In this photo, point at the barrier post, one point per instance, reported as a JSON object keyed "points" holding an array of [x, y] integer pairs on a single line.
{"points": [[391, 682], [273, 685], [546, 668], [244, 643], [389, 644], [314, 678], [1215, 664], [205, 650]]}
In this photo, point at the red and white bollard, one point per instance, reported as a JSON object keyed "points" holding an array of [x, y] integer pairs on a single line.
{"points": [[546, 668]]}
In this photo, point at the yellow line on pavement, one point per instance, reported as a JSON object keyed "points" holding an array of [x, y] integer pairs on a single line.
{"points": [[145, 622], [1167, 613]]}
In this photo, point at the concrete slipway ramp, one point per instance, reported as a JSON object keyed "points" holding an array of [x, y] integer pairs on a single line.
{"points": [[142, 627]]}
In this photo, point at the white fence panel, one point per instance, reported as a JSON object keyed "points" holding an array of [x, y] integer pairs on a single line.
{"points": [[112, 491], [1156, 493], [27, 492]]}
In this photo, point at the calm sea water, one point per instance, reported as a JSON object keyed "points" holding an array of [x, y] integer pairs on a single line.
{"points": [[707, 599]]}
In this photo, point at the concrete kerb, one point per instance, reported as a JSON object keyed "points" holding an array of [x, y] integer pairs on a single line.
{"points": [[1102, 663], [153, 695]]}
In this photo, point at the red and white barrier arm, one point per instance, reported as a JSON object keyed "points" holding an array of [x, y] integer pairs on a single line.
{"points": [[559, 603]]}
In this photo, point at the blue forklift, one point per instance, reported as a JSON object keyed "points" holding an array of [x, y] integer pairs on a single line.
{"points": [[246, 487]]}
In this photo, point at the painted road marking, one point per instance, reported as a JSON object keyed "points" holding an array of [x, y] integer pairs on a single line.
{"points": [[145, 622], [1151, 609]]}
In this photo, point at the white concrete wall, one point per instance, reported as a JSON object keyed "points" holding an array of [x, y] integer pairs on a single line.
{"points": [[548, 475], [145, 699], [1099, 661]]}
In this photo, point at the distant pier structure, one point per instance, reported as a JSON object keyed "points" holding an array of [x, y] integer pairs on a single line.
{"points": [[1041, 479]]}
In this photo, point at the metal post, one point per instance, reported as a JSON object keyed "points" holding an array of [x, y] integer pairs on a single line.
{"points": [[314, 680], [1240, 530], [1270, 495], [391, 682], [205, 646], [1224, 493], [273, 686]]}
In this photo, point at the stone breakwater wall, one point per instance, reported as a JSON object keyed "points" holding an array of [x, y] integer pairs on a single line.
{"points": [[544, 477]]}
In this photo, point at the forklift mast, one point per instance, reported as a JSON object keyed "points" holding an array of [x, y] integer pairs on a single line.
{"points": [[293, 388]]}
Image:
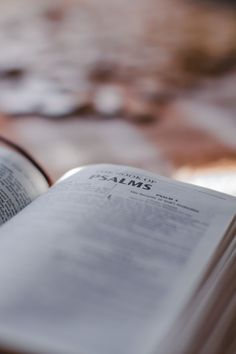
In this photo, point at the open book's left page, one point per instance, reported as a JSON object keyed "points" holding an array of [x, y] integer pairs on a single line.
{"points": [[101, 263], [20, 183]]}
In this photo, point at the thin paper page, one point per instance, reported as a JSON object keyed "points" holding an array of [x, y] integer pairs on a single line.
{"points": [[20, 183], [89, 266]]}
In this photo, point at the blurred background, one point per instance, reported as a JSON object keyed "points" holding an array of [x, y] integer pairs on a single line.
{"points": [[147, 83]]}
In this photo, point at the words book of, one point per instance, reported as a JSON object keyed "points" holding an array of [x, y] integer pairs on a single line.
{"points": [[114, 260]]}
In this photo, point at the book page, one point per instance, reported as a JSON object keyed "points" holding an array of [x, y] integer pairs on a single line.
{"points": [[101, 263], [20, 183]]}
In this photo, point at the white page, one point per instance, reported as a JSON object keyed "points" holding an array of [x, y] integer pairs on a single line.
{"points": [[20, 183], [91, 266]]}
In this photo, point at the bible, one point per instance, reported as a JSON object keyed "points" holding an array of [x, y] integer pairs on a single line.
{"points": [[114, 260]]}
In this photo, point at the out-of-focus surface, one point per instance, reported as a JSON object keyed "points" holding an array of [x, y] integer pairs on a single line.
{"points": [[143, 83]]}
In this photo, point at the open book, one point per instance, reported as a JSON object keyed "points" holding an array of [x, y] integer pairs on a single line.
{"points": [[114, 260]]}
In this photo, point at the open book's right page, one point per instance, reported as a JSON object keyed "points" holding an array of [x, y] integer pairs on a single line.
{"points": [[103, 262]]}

★ ★ ★

ABOUT THIS EXERCISE =>
Your job is to transcribe the entries above exactly; skip the pictures.

PROBLEM SOLUTION =>
In this photo, point at the barrier post, one point per instance, reported as a JSON object keyed "points" holding an array of [x, y] integer pairs on a single line.
{"points": [[391, 682], [273, 685], [546, 668], [244, 643], [389, 644], [314, 678], [1215, 664], [205, 650]]}
In this photo, point at the red and white bollard, one point per instance, reported as a JSON object keyed "points" holding an array of [x, y] integer pairs on a single line.
{"points": [[546, 668]]}
In this photo, point at the yellow line on pavement, one point per instance, reported as a JSON object keyed "points" holding an array of [x, y] integer pairs on a single line.
{"points": [[145, 622], [1167, 613]]}
In this photo, point at the concrete slipway ramp, one point per instance, reported as a JSON object keyed "points" holding an array of [x, y] integer pairs on a single line.
{"points": [[142, 627]]}
In this photo, point at the white fence panel, one point per instance, reported as a JSON object keyed "points" holding an array of [x, y] integer pairs on a single line.
{"points": [[112, 491], [1156, 493], [27, 492]]}
In this photo, point at the calm sea water, one point per instance, reported as a JSON object keyed "points" holding an array of [x, y] integer pairs on a single line.
{"points": [[707, 599]]}
In this photo, point at the concrete kerb, one point per instance, reported as a JSON object keyed "points" holding an array of [x, y] integer pairs on a single line.
{"points": [[1102, 663], [153, 695]]}
In this photo, point at the red and white barrier arm, one point per instance, reported as a JSON object keyed "points" holding an array of [x, y] integer pairs on a single line.
{"points": [[559, 603]]}
In this photo, point at the blue forklift, one point per instance, reported as a JSON object keyed "points" holding an array of [x, y] integer pairs on a single line.
{"points": [[246, 487]]}
In this photo, point at the painted road marking, one point per instance, reported as a JSON object keyed "points" holding an array of [x, y] integer pairs on a single line.
{"points": [[145, 622], [1151, 609]]}
In this photo, point at the white concrete wall, one point per instance, reported as a JSON object keyed "points" holding an array of [x, y] integer pairs on a single line.
{"points": [[548, 475], [145, 699], [1099, 661]]}
In this photo, point at the distant pier structure, one point per instance, reported as a JSON object keyed "points" holding an array of [x, y] integer pairs on a single line.
{"points": [[1041, 479]]}
In this photo, point at the metal post, one point per instance, reported as a JSON object keyed "points" holding an array of [x, y] integer pairs on a single line.
{"points": [[314, 680], [1240, 530], [1270, 495], [391, 682], [205, 646], [1224, 493], [273, 686]]}
In this photo, point at the stone breakwater wall, one point per instance, reported as a JSON object keyed "points" holding an array of [x, y] integer pairs on a single line.
{"points": [[544, 477]]}
In this photo, point at the forklift mast, one point per instance, reported as a JSON object keyed "points" holding an array of [x, y] integer pairs on a single line.
{"points": [[293, 388]]}
Image:
In this photo, point at the open book's left page, one point per instance, reported as a JSON object keyed "points" holding an array of [x, y] integer pairs on a single line.
{"points": [[101, 263], [20, 183]]}
In this photo, point at the thin paper page, one point per instance, reported as a JSON object keyed "points" holding an array of [x, y] integer pairs on a single line.
{"points": [[20, 183], [89, 266]]}
In this photo, point at the blurred background, one point per instance, reported as a JSON object keyed "points" holding an array of [x, y] integer pairs on a single line.
{"points": [[147, 83]]}
In this photo, point at the words book of, one point per instance, reported as a JSON object keyed "points" holding an array of [x, y] integer pairs on a single line.
{"points": [[114, 260]]}
In this photo, point at the book page, one point per instance, reported as a JSON object keyed "points" holding an array of [x, y] integer pairs on a single line.
{"points": [[101, 263], [20, 183]]}
In this photo, point at the white page, one point per instance, reported as a JSON object keyed "points" holding an array of [x, y] integer pairs on a single line.
{"points": [[20, 183], [91, 266]]}
In this photo, point at the bible, one point per instance, reported as a JSON object keyed "points" holding an array of [x, y] integer pairs on a single line.
{"points": [[114, 260]]}
In this photo, point at the out-of-focus surface, one point per instance, reported as a JSON object keyed "points" holding an array of [x, y] integer pairs on a single line.
{"points": [[143, 83]]}
In this photo, point at the open book, one point per instance, reported as a JSON object keyed "points" holding an array of [x, y] integer pairs on a single line.
{"points": [[114, 260]]}
In this photo, point at the open book's right page, one point per instance, reported as a JSON object keyed "points" holding an array of [x, y] integer pairs on a single line.
{"points": [[103, 262]]}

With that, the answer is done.